§ Excerpted passage
[Start of section]

David J. Pfeffer | Construction Executive
A tragedy transpired on June 24 in Surfside, Florida, when the Champlain Towers South suddenly fell, becoming one of the country’s most deadly unintentional building collapses. It is imperative that construction industry professionals be aware of the legal issues that are raised by such ill-fated events.
WHO IS HELD RESPONSIBLE?
Who can be held responsible for such disasters lies among several possible parties:
- The building’s design professionals, particularly its architects and structural engineers. They are charged with ensuring that the building’s design is safe. They must take many factors into account, including, but not limited to, the materials that are used, the foundation, the weight and the height.
- General contractors and the subcontractors. General contractors implement the design created by the architects and engineers and are responsible for appropriate materials. The general contractor also supervises the subcontractors aiding with multiple areas of the building’s construction and which also share the responsibility of executing the design and maintaining the building’s structural integrity.
- The owner of the building may be held liable. Property owners have a duty to examine their properties to discover and fix any hazardous conditions that are present, and they must do so with reasonable care. Property managers might also share the burden of responsibility and could very well be held responsible for failing to perform proper maintenance.
- Building inspectors can be blamed if they do not report a dangerous condition that threatens the safety of the structure.
- Equipment and material suppliers. Undetected defects in equipment or materials can cause a structure to fail.
Construction professionals need to be aware of whether the damages that result from a collapse will be covered by insurance.

[End of section]

§ Work task 1
Using the article on the Surfside collapse, decide whether each statement agrees with it: (a) The Champlain Towers South fell on June 24. (b) Building inspectors carry no possible blame for a collapse. (c) The general contractor supervises the subcontractors. For each, answer yes or no and quote the deciding words.
§ Work task 2
According to the article on the Surfside collapse, what duty do property owners have toward their properties?
§ Work task 3
Write out the article on the Surfside collapse word for word from "- Building inspectors" up to and including "covered by insurance.".

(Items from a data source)
[Start of section]

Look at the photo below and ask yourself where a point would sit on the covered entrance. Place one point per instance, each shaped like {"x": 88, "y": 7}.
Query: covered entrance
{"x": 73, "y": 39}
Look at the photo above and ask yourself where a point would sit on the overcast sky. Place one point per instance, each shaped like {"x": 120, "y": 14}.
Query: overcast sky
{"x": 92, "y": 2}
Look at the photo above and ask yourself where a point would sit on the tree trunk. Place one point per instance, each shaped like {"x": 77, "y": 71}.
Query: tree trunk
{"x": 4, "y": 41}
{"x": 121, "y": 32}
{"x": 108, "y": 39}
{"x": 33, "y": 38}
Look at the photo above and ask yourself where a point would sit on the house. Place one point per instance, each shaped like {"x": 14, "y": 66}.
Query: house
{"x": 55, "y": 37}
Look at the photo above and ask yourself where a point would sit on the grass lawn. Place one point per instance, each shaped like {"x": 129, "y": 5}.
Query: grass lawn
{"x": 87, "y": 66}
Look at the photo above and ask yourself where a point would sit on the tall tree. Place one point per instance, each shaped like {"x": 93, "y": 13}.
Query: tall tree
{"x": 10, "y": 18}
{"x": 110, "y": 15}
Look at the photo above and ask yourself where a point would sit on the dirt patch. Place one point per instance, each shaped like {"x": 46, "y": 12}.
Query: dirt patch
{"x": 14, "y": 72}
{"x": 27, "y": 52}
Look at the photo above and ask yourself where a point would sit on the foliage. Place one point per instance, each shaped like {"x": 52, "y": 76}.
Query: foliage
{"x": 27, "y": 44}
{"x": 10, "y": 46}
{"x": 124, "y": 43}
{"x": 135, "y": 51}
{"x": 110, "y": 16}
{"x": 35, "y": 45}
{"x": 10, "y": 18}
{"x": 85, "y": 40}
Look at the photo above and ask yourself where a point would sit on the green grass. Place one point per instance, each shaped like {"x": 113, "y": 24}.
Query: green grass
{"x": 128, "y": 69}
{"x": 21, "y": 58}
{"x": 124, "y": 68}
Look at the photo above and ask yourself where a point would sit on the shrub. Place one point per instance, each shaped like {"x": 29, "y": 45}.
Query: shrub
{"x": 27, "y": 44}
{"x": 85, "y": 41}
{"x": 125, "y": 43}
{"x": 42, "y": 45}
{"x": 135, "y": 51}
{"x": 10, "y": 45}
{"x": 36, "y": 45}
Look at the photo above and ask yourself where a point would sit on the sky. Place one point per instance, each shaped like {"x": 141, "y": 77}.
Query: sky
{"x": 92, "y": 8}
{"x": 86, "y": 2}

[End of section]

§ Exercise result 1
(a) Yes: "A tragedy transpired on June 24 in Surfside, Florida, when the Champlain Towers South suddenly fell"
(b) No: "Building inspectors can be blamed if they do not report a dangerous condition that threatens the safety of the structure."
(c) Yes: "The general contractor also supervises the subcontractors"

§ Exercise result 2
They must examine their properties to discover and fix any hazardous conditions that are present, using reasonable care.

§ Exercise result 3
- Building inspectors can be blamed if they do not report a dangerous condition that threatens the safety of the structure.
- Equipment and material suppliers. Undetected defects in equipment or materials can cause a structure to fail.
Construction professionals need to be aware of whether the damages that result from a collapse will be covered by insurance.